**Document segment:**

A complete catalog is essential when using an IDP to measure the maturity of the software that teams are producing. Applying scorecards to software in the catalog of the IDP can be a great way to determine the security posture of each production service. But scorecards can only apply to software which is actually in the catalog.

The software catalog is also the fundamental unit of navigation in the IDP. The lack of a software catalog is the reason that wikis like Confluence or Notion cannot solve the discoverability problem that IDPs solve. In a wiki, content is organized into pages, which are intentionally unstructured and flexible. In an IDP, content is organized by Component (think “piece of software”) and is structured so that the same information is available for each Component.

How to measure catalog completeness

Having a complete catalog doesn’t necessarily mean that every piece of software is in the catalog. Most organizations have their share of abandoned code. It may have been created during hackathons or for brief experiments that never saw production usage. Having all of this stuff in the catalog can create clutter and noise.

There may also be parts of the organization for whom it doesn’t make sense to be in the catalog. We work with companies which have large hardware divisions who write code for embedded devices. They don’t necessarily follow the DevOps lifecycle and thus are sometimes intentionally omitted.

Production software is the most important stuff to have in the catalog. It’s the software that most engineers work with most of the time. Production software will have the most frequently referenced APIs and docs and it’s much more important to have an understanding of the maturity of the software that runs in production environments, since it has the most attack vectors.

For this reason, we frequently see customers create a list of software which is deployed to production by referencing ArgoCD or some other deployment tool. They then compare this against software in the catalog, frequently by accessing the Roadie APIs or by using our CSV export functions.

The next best bet is to compare number of pieces of software (aka. Components) in the catalog against the number of active, unarchived repositories in your source code solution. This will never give you a perfect answer, because “pieces of software” don’t necessarily map perfectly one-to-one to repositories (monorepos etc), but it’s a good start.

How Roadie Helps

At Roadie we give every customer a chart which shows the percentage of their active (non-archived and received a commit in the past 12 months) repositories against the number of Components in the catalog.

Catalog completeness formula

Roadie customers can achieve high catalog completeness

Achieving a high level of catalog completeness is definitely possible.

The majority of established Roadie customers are happy with their level of catalog completeness and we have many customers who have a catalog completeness level (measured as a percentage of active repositories which are registered in the catalog) which is above 80%.

Here’s a chart showing catalog completeness for Uplight who onboarded in September 2023. Four months later they were at 88% catalog completeness, with more than 600 components in their catalog.

uplight catalog completeness

Here’s another Roadie customer who increased their catalog completeness from 40% to 90% over a period of four months. They now have more than 750 components registered.

customer catalog completeness

There are countless more examples like this amongst Roadie customers. The goal of this post is to help all companies achieve the same results.

Strategies for building a complete catalog

There are multiple strategies that can be used to build a complete catalog. The strategy that is right for your company can depend on factors like the size of the company and the enthusiasm of the developers to have an IDP.

**Task prompt:** In the text on software catalog completeness, what level of catalog completeness had Uplight reached four months after onboarding?

**Data listing:**

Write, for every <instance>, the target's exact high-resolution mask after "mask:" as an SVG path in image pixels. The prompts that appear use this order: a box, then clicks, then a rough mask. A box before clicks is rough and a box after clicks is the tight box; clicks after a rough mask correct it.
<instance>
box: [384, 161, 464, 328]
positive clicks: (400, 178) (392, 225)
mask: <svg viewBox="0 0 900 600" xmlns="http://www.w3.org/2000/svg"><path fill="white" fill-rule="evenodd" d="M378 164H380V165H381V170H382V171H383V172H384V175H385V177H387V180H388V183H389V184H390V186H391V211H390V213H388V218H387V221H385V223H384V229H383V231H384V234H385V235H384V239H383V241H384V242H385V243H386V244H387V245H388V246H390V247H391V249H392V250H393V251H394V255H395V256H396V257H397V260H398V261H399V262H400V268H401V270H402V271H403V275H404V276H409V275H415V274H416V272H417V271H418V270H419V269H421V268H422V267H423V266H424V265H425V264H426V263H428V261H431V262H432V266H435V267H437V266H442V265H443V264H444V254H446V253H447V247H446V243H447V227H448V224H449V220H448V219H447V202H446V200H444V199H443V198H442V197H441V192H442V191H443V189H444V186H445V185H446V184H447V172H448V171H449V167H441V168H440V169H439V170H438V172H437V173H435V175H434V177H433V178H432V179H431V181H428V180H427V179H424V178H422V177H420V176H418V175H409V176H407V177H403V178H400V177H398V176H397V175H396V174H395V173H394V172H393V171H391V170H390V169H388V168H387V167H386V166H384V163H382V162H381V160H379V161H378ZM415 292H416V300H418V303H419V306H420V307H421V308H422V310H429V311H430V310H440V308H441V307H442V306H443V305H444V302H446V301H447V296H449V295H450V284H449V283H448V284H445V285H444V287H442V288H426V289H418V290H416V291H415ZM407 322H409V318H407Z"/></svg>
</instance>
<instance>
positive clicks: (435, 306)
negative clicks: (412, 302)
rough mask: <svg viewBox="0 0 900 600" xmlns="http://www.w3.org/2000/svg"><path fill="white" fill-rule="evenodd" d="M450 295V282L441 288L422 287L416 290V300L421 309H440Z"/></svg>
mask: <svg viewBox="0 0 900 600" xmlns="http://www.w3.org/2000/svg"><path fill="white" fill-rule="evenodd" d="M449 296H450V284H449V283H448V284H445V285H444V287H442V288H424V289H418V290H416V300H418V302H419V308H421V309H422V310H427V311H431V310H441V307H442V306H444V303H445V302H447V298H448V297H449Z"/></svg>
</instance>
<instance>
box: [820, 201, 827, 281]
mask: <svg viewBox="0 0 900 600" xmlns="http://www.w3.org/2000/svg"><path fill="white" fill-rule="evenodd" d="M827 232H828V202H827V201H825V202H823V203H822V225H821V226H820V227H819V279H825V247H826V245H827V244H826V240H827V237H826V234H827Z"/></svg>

**Your response:** 88%